• **INSTRUCTION**
In the records below, reproduce word for word the lines from the line containing "the green leaf" up to and including the line containing "pixel 330 818".

>>>>

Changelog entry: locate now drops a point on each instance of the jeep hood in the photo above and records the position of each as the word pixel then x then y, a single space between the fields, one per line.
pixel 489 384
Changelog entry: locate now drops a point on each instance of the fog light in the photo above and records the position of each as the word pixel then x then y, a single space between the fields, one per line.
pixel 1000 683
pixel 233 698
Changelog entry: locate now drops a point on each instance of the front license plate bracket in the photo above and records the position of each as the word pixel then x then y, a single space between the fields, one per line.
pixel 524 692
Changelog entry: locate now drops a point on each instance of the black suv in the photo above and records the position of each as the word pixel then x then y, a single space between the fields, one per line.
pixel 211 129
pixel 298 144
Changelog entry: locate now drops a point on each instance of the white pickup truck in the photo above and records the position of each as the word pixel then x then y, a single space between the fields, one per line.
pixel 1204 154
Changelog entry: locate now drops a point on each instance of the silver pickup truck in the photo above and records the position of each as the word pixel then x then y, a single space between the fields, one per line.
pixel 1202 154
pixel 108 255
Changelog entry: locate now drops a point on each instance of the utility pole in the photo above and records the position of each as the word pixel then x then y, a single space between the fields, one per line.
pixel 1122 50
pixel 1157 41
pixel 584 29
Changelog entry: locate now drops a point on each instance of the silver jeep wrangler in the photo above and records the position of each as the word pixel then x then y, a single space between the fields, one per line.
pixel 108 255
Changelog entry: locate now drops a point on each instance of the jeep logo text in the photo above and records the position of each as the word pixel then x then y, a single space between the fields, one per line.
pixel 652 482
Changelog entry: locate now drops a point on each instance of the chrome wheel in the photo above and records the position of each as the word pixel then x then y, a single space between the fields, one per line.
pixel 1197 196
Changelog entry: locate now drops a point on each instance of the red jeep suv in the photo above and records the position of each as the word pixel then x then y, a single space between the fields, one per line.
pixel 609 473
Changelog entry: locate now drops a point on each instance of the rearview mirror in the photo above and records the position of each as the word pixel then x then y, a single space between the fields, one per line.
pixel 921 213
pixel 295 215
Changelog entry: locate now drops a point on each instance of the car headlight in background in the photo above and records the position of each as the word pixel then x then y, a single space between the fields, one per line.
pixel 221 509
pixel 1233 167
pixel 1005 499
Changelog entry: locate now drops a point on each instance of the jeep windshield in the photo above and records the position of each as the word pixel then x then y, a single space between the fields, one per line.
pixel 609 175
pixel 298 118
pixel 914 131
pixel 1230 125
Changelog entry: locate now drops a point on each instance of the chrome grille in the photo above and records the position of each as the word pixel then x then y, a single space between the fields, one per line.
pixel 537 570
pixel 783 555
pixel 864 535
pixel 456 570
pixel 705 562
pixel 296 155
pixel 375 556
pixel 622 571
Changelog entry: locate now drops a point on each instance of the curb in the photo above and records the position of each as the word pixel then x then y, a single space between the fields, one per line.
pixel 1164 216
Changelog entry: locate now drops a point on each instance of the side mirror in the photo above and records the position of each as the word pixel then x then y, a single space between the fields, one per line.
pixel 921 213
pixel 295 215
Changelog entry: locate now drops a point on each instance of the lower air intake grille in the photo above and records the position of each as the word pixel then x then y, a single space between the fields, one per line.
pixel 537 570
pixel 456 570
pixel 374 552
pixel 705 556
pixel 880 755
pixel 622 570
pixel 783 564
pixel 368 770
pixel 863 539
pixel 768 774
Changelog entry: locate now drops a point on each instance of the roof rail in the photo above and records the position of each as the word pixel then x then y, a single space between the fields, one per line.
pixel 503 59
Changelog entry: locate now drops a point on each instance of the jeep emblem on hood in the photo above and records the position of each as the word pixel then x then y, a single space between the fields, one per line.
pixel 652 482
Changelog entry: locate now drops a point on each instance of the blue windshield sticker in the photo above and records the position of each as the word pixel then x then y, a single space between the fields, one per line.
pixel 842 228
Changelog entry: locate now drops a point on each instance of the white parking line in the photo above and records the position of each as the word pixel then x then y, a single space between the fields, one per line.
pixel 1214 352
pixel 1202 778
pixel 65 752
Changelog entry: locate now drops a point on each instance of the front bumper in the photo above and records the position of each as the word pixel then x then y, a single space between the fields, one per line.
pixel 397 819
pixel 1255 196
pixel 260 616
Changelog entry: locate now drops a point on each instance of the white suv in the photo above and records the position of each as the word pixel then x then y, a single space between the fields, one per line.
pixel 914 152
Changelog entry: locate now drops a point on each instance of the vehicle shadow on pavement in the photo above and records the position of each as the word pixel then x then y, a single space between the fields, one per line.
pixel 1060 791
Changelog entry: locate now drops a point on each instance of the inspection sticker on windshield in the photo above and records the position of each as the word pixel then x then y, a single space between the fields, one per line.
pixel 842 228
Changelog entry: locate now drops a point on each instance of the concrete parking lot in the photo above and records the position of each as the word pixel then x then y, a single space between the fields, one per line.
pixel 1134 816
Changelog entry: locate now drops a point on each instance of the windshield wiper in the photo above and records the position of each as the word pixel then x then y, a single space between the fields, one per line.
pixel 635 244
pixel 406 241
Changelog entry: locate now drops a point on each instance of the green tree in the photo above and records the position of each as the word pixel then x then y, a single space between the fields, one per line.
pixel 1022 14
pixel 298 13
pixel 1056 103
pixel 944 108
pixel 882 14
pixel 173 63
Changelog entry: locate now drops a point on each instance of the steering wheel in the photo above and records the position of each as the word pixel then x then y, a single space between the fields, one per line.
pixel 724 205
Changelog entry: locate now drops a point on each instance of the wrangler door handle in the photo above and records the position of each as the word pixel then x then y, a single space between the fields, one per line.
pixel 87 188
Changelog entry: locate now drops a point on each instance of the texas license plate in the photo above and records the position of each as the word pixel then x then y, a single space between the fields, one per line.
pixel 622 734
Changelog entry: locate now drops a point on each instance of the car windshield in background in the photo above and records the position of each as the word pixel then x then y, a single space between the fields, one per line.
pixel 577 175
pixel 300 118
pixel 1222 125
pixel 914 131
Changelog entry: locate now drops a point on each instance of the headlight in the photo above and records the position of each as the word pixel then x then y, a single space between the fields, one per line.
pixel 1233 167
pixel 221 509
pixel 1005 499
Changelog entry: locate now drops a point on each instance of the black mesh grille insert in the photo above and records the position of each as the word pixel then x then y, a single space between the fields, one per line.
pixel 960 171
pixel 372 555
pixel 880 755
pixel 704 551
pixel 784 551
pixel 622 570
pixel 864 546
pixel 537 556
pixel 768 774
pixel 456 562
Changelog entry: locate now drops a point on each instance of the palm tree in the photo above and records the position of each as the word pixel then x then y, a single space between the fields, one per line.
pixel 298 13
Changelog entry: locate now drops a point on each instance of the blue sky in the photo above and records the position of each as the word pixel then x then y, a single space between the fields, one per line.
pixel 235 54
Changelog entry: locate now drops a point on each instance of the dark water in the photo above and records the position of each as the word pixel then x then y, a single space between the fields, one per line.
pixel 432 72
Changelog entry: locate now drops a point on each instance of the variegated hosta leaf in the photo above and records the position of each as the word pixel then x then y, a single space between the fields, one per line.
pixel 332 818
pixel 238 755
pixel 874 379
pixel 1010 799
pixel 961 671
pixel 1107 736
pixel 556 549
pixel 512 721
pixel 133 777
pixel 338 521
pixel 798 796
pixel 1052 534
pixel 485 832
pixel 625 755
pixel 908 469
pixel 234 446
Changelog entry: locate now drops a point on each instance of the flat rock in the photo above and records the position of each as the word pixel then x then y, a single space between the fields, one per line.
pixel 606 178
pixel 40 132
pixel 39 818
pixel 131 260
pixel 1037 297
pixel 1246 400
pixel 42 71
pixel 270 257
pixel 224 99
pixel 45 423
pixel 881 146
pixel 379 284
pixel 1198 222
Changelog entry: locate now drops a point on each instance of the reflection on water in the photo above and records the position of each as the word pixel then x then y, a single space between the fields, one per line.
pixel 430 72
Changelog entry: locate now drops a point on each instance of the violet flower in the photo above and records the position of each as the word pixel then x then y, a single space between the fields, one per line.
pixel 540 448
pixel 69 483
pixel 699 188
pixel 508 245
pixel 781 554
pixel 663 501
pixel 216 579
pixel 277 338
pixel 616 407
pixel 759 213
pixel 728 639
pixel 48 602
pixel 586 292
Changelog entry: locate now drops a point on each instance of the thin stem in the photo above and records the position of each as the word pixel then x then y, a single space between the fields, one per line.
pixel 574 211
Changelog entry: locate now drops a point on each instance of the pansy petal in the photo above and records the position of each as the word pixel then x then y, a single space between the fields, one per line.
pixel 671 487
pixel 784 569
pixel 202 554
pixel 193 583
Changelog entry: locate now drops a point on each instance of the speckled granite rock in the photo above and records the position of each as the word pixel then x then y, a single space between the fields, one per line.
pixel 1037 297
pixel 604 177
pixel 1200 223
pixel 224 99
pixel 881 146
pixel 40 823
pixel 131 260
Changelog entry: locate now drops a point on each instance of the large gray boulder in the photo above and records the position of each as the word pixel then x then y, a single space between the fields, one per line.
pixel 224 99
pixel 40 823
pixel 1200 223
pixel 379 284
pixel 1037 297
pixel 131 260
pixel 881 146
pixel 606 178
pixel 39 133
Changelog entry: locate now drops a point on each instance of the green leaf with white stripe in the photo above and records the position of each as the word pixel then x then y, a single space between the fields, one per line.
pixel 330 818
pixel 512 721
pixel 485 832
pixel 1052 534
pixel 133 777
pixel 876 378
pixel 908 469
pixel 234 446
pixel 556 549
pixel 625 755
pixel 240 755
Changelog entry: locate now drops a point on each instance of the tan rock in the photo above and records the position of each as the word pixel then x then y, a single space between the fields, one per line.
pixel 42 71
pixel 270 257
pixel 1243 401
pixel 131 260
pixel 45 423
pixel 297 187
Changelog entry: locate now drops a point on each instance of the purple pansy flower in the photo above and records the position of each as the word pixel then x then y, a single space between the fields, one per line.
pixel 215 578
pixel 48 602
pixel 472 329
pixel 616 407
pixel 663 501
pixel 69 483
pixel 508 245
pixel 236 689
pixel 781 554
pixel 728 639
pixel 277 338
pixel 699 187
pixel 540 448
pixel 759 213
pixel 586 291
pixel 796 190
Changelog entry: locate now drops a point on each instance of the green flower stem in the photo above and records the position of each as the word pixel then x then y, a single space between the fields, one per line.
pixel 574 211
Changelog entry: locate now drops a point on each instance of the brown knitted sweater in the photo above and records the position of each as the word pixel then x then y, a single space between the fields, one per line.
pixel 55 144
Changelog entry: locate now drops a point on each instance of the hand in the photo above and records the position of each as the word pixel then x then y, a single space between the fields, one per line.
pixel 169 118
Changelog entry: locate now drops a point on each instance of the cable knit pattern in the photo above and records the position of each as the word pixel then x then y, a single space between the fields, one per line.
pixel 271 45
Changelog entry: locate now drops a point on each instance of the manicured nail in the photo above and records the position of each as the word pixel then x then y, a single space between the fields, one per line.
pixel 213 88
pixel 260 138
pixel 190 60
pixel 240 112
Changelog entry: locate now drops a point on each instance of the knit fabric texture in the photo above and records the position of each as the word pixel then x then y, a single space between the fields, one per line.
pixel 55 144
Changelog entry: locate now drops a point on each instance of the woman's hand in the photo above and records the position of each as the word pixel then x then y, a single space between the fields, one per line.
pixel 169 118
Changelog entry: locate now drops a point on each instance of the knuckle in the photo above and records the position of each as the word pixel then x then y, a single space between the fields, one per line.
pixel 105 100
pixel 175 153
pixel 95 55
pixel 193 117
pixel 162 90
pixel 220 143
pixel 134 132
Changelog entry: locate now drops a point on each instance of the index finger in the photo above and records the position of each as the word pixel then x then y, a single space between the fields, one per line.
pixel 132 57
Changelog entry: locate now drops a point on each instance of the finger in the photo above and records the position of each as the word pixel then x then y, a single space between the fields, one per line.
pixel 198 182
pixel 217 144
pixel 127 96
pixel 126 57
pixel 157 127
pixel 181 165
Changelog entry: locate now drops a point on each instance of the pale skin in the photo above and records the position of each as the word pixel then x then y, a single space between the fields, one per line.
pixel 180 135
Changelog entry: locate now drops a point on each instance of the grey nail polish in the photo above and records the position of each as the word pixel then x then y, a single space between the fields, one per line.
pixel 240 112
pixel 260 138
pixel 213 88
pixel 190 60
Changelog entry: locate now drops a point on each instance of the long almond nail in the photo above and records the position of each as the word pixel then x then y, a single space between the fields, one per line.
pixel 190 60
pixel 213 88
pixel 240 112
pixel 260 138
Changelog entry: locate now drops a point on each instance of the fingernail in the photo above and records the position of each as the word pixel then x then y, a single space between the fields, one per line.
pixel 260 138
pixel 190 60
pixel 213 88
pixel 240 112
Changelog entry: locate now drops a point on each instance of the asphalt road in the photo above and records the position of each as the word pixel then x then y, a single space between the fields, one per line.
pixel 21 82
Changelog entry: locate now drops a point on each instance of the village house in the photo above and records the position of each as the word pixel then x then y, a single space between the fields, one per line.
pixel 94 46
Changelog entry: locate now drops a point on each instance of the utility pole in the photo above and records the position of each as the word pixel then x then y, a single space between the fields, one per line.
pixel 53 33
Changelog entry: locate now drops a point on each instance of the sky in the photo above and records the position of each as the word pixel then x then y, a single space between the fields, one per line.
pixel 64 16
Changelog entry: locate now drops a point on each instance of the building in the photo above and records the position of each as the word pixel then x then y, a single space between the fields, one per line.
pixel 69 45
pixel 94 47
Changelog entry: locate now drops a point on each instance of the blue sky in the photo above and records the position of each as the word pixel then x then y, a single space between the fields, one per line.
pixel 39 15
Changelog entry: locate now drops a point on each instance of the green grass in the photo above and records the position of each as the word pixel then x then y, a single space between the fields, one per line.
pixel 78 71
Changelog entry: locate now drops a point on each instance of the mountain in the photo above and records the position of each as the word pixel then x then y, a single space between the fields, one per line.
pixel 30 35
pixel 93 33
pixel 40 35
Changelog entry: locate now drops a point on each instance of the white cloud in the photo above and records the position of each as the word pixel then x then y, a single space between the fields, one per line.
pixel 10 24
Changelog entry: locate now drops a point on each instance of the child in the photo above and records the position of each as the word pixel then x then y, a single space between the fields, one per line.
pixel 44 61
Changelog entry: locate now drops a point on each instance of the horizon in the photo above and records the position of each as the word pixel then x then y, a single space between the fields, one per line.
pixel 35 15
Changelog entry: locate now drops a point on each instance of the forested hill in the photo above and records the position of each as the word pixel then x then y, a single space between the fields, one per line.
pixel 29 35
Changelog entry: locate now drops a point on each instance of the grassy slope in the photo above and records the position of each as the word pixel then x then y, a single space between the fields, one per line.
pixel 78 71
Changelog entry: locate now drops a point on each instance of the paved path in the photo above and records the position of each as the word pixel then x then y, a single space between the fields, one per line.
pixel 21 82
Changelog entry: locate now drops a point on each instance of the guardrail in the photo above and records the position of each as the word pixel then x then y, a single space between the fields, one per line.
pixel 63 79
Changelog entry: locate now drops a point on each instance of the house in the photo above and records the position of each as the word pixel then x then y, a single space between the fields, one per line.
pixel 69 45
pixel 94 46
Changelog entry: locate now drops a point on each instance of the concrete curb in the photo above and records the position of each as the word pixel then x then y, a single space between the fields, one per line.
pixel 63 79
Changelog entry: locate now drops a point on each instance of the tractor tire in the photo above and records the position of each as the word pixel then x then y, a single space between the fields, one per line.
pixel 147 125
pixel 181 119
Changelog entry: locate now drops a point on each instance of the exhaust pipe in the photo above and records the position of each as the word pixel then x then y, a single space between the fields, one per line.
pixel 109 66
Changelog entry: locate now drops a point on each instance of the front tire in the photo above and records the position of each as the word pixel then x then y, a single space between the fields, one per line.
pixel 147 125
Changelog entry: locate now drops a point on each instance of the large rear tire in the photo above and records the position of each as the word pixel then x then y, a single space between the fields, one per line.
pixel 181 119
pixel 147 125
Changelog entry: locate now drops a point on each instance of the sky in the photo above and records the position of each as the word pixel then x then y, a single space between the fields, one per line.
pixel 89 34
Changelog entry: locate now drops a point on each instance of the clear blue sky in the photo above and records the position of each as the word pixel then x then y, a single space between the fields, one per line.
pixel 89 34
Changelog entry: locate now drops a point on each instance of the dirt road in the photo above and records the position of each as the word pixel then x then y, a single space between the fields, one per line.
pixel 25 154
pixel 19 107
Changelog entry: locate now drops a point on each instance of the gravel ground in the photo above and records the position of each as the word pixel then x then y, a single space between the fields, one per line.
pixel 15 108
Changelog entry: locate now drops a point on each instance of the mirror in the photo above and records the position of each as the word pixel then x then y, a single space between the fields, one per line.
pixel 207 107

<<<<

• **COMPLETE OUTPUT**
Changelog entry: locate now drops a point on each instance of the green leaf with white stripe in the photo above and records the position of each as the word pixel then x then y, a single space between the fields, one per line.
pixel 330 818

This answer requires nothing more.